Find each line in the records below that contains the word "help", matching case exactly, and copy those lines.

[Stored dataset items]
[start]

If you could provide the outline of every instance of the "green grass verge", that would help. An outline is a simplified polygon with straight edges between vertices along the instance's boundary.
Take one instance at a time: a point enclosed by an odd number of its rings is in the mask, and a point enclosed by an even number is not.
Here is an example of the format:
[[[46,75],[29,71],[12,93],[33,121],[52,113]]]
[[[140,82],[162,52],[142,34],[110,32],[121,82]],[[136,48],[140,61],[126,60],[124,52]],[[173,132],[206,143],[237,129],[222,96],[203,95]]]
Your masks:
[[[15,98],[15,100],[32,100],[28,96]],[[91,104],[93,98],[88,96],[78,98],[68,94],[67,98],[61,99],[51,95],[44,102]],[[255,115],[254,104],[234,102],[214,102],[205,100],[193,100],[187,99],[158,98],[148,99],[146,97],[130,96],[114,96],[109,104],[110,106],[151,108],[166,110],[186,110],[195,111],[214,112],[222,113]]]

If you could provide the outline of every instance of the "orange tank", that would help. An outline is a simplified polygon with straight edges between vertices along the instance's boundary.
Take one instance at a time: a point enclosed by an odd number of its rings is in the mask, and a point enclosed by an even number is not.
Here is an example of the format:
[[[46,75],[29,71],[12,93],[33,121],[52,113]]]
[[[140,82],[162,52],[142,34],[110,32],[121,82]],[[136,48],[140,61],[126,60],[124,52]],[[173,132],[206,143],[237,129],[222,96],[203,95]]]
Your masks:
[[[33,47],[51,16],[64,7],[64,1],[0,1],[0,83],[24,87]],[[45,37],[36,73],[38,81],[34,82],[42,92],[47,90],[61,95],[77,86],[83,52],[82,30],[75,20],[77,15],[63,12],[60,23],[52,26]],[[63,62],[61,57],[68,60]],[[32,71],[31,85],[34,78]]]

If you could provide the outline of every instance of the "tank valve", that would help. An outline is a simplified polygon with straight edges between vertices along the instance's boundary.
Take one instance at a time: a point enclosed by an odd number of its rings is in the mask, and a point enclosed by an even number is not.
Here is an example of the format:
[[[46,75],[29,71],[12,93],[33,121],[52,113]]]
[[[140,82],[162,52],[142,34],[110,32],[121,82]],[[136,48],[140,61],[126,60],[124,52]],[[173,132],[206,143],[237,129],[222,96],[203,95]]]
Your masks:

[end]

- [ANSWER TO THE PROBLEM]:
If you could provide the outline of every instance of the "green grass verge", that would help. An outline is a simplified polygon with straight edges between vertices along the instance's boundary.
If you could provide the outline of every instance of the "orange tank", that would help. An outline is a simplified polygon with straight edges between vertices along the instance's boundary.
If you could provide the outline of every instance of the "tank valve", that would help. An outline is a simplified polygon with straight edges between vertices along the instance's boundary.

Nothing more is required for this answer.